Over the last six months, I’ve really come to grow and get to know myself. I’ve realized that I’m a beast, I’m a Queen, a Boss, a Warrior, a Healer, an Advisor, a Savage, a Truth Seeker, a Justice Fighter and that I was never meant to be normal.
And I fucking love that.
We have to go through a lot of things that are painful and not very desirable in order to really grow into the person that we are meant to be.
We meet people who are meant to hurt us so that we can realize that we don’t deserve that treatment.
We meet people we feel like we can’t live with out, and who end up leaving us, just so we can learn not to be codependent.
These things hurt, and I’m not going to lie about that, but they’re meant to. Otherwise, we might never learn to be free.
Oftentimes, we don’t realize how awesome and great we are, because we are too focused on making ourselves become something we aren’t, and we were never meant to be.
I spent SO much time trying to live a “normal” lifestyle like my peers and those around me. I wanted to have a normal 9-5 job, a normal “picture-perfect” relationship, and get engaged, have a big wedding, have a kid, and that whole thing.

SUPPLIED INFORMATION:
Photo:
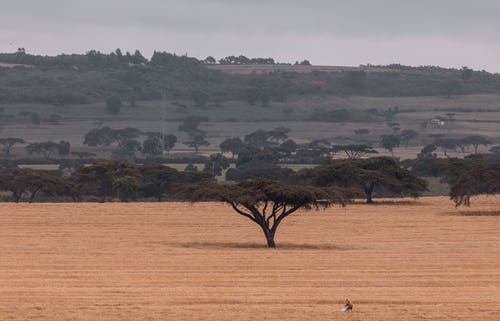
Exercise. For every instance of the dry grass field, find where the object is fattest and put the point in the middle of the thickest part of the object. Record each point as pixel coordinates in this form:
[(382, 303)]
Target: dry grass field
[(410, 260)]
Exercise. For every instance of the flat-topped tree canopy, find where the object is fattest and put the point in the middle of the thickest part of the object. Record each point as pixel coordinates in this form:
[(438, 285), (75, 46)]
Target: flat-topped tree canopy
[(265, 202)]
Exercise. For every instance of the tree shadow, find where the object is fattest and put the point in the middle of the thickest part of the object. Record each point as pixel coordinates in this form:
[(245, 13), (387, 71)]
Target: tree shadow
[(475, 213), (391, 202), (260, 246)]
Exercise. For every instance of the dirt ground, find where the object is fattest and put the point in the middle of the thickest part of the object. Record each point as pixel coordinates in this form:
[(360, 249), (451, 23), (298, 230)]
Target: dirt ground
[(411, 260)]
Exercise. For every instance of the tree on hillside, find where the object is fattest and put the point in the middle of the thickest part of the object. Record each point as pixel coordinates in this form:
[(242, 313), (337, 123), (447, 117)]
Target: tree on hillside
[(288, 147), (369, 174), (233, 145), (482, 178), (215, 164), (158, 180), (100, 178), (355, 151), (46, 149), (25, 181), (475, 141), (156, 143), (389, 142), (362, 132), (64, 148), (264, 202), (124, 138), (8, 143), (113, 105), (197, 140), (447, 144), (197, 137), (407, 135)]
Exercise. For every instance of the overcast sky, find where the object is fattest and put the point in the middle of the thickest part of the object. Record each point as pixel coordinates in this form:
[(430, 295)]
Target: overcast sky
[(450, 33)]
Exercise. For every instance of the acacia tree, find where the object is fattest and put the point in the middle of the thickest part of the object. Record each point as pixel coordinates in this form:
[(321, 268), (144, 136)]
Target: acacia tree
[(21, 181), (354, 151), (475, 141), (157, 180), (101, 178), (369, 174), (389, 142), (233, 145), (8, 143), (265, 202), (481, 178), (407, 135)]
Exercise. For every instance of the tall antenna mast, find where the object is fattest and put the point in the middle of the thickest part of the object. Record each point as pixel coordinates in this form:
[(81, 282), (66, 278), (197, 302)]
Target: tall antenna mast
[(164, 120)]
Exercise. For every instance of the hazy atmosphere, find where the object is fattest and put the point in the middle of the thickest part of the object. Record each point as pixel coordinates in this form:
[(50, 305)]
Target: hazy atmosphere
[(249, 160), (446, 33)]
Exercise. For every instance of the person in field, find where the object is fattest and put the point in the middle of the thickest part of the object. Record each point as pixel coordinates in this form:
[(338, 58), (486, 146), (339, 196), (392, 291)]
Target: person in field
[(347, 306)]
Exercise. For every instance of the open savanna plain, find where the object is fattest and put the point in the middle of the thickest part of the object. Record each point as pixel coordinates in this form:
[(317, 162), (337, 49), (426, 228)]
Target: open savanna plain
[(398, 260)]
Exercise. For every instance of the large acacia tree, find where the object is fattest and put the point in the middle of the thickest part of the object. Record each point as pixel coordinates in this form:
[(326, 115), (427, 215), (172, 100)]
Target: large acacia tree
[(480, 178), (265, 202)]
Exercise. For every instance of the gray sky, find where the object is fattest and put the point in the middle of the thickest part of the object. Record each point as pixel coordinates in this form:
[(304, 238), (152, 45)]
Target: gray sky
[(451, 33)]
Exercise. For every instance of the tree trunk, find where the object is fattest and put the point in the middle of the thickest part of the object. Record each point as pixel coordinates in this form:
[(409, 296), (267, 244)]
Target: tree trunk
[(270, 242), (33, 195), (369, 194), (269, 236)]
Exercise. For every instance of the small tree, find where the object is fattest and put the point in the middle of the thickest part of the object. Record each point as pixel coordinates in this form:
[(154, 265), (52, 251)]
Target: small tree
[(264, 202), (482, 178), (64, 148), (355, 151), (216, 164), (407, 135), (157, 180), (113, 105), (8, 143), (233, 145), (389, 142), (98, 179), (368, 175), (197, 140), (475, 141)]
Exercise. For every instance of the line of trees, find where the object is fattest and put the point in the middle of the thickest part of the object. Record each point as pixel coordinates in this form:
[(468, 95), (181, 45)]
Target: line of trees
[(101, 181)]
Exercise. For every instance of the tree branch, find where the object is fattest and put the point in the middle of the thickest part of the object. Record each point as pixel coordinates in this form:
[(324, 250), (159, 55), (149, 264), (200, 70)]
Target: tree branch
[(235, 207)]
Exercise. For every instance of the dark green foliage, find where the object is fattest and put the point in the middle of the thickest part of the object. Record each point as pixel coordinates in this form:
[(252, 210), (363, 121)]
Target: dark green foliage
[(158, 180), (23, 181), (233, 145), (215, 164), (113, 105), (354, 151), (64, 148), (481, 178), (389, 142), (156, 143), (258, 169), (124, 138), (46, 149), (475, 141), (408, 135), (8, 143), (381, 174), (100, 179)]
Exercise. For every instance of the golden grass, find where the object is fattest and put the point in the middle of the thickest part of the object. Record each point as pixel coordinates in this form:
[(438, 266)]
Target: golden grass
[(176, 261)]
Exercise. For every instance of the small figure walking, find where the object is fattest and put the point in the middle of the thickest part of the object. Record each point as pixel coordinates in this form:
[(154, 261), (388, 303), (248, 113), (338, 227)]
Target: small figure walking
[(347, 306)]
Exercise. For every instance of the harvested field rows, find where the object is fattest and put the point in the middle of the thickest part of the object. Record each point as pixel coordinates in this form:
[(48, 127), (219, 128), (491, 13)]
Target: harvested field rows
[(414, 260)]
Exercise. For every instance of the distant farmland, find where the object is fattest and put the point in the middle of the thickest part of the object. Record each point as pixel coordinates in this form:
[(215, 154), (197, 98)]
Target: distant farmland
[(248, 69)]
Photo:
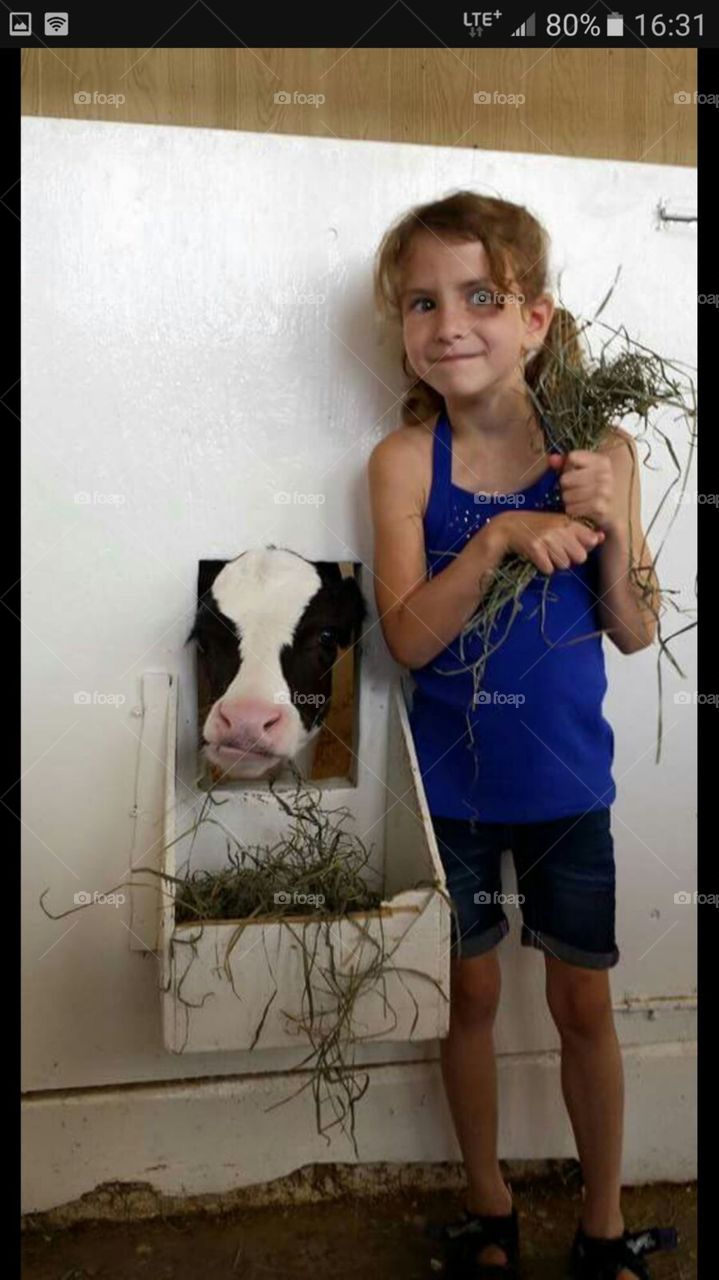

PROBLEMS TO WORK ON:
1) According to the passage on self-discovery, why do we often fail to see how awesome and great we are? Answer in one to three sentences.
2) Duplicate the passage on self-discovery, beginning at the words "These things hurt, and" and stopping after "never meant to be.".
The records are separate material, unrelated to the passage on self-discovery.

ANSWERS BELOW:
1) We often don't see how awesome and great we are because we are too focused on trying to make ourselves into something we aren't and were never meant to be.

2)
These things hurt, and I’m not going to lie about that, but they’re meant to. Otherwise, we might never learn to be free.
Oftentimes, we don’t realize how awesome and great we are, because we are too focused on making ourselves become something we aren’t, and we were never meant to be.